**What to produce**
Please copy out, unchanged, the part of the entries below that opens with the line containing "One point marks each instance of the short" and closes with the last line of the entries, including both of those lines.

########

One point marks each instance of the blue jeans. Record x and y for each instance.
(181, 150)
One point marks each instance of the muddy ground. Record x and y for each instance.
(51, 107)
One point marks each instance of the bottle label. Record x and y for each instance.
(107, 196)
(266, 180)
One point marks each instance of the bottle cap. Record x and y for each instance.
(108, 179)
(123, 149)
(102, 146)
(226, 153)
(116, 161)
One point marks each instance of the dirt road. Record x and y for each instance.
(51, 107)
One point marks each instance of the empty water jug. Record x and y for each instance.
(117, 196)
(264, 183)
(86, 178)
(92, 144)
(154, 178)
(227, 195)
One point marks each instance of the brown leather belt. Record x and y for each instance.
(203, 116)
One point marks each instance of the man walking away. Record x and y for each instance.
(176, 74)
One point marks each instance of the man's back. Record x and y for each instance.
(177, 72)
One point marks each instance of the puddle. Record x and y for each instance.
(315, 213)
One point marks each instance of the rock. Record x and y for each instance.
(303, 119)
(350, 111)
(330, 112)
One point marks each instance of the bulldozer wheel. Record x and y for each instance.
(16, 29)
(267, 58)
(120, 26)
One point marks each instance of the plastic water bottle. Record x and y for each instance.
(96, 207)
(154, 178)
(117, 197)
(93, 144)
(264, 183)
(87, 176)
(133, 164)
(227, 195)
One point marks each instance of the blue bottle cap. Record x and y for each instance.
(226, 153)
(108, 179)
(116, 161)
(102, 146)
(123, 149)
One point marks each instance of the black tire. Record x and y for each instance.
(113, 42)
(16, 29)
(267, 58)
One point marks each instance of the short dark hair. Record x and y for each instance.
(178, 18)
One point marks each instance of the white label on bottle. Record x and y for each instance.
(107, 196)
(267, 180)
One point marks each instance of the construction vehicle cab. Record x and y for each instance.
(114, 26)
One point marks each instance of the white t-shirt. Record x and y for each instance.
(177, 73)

########

**Exercise output**
One point marks each instance of the short dark hair. Record x and y for each instance.
(178, 18)
One point marks each instance of the white label on bottle. Record x and y for each instance.
(107, 196)
(267, 180)
One point marks each instance of the construction vehicle cab. Record x and y for each instance.
(114, 26)
One point marks each instance of the white t-shirt. Record x and y for each instance.
(177, 73)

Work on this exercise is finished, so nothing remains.